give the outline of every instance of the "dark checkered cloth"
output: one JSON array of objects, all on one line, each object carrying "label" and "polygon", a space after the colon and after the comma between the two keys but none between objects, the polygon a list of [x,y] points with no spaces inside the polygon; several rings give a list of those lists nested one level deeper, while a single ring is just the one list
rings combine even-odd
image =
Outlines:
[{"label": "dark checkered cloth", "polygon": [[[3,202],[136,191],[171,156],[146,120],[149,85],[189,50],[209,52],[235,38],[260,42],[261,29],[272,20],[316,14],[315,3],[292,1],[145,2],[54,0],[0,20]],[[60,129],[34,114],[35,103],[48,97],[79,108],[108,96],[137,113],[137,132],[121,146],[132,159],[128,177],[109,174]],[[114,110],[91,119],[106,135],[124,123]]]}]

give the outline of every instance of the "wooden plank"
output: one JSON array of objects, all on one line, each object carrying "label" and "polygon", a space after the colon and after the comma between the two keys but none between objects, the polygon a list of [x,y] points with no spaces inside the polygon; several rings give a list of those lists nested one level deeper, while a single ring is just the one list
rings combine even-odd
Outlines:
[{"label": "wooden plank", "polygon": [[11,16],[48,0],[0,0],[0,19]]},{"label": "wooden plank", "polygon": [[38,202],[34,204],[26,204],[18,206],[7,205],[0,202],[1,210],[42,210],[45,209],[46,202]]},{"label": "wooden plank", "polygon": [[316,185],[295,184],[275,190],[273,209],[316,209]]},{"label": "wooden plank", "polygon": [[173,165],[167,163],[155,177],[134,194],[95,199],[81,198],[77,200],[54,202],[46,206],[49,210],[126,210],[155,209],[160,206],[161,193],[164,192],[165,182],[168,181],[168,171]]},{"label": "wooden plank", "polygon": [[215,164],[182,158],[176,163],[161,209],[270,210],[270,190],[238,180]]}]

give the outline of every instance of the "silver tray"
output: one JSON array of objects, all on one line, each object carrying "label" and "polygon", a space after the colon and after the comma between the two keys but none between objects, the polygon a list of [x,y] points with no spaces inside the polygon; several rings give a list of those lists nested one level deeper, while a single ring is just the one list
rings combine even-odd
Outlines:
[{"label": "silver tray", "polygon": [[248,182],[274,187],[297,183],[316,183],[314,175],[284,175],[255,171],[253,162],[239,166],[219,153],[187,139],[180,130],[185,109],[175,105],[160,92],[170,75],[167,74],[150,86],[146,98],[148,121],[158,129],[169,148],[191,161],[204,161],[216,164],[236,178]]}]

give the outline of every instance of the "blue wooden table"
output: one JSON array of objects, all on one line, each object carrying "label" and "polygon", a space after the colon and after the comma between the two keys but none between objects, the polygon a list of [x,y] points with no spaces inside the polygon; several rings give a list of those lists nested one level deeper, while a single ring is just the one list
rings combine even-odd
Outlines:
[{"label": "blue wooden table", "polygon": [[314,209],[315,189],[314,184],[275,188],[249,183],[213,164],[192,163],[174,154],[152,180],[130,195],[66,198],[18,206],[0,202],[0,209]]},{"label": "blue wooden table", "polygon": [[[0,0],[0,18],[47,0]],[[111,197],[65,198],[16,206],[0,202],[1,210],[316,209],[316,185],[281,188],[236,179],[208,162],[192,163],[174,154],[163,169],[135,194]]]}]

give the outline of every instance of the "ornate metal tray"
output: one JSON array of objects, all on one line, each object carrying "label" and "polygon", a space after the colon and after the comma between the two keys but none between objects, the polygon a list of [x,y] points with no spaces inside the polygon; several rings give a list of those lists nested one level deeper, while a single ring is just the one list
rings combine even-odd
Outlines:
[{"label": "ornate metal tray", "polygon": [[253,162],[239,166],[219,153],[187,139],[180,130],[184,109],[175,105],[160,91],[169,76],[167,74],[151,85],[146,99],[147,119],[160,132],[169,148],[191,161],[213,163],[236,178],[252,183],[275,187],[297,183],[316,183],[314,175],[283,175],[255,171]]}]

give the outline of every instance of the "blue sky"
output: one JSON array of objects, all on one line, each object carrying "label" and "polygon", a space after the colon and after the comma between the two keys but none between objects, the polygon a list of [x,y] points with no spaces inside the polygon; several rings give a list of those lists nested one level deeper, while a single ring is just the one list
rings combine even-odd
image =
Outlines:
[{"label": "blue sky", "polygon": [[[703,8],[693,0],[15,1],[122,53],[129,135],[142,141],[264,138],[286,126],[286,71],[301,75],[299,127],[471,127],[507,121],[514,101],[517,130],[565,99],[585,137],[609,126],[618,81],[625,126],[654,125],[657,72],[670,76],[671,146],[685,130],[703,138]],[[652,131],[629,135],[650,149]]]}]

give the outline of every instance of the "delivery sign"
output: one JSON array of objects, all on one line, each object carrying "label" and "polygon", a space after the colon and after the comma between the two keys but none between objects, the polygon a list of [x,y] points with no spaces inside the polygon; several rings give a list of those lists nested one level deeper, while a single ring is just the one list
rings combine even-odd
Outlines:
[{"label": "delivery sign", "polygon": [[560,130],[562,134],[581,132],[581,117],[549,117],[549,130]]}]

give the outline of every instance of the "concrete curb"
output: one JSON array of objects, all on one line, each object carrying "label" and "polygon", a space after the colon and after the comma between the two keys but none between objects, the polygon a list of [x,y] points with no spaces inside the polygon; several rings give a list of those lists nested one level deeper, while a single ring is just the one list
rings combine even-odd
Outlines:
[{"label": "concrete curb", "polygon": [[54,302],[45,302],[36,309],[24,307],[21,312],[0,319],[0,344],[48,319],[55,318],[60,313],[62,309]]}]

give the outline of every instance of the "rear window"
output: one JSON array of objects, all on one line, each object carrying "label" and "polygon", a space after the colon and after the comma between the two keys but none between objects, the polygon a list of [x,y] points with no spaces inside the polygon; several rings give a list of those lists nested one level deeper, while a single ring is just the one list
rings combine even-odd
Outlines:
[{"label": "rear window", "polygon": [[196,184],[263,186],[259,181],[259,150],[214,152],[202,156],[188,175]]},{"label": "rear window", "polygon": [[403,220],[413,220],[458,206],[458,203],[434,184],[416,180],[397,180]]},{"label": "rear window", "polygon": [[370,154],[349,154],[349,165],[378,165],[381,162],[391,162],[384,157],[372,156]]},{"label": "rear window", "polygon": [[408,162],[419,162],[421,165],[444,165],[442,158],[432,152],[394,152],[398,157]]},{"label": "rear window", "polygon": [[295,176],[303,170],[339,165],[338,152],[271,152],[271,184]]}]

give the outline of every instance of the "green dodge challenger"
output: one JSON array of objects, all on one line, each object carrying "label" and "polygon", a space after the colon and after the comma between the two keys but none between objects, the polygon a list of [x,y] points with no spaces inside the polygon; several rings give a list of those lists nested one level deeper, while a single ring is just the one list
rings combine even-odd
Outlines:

--

What you will do >> How many of the lines above contain the string "curb"? Please give only the number.

Completed exercise >> 2